# WORK TO COMPLETE
List each line of the items that contains the string "task", matching case.

━━ GIVEN INFORMATION

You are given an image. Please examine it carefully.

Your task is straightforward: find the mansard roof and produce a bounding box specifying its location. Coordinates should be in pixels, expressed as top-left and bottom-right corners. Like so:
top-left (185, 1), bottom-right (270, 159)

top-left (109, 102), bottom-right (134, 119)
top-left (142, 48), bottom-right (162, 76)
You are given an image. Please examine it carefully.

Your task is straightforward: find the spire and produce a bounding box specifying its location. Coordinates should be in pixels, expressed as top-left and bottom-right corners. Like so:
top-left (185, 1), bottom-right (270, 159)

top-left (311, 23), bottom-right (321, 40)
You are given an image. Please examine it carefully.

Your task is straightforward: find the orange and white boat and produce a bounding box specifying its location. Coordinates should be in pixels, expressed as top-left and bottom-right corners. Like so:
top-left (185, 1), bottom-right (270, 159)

━━━━
━━ GIVEN INFORMATION

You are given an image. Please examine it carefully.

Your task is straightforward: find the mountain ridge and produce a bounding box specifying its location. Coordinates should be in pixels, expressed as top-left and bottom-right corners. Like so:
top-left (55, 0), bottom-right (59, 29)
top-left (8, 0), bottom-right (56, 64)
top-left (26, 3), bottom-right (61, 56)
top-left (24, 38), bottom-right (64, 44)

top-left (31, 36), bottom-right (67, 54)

━━━━

# WORKED SOLUTION
Your task is straightforward: find the mansard roof and produce a bounding box specifying its location. Coordinates should be in pixels, expressed as top-left and bottom-right corners. Like so:
Your task is straightforward: find the spire and produce a bounding box specifying its location. Coordinates should be in pixels, expressed as top-left and bottom-right corners. Like so:
Your task is straightforward: find the orange and white boat and produce a bounding box specifying its location. Coordinates should be in pixels, expressed as top-left and bottom-right corners. Like so:
Your task is straightforward: find the mountain ridge and produce a bounding box specifying its location. Coordinates should be in pixels, expressed as top-left and bottom-right corners. Like so:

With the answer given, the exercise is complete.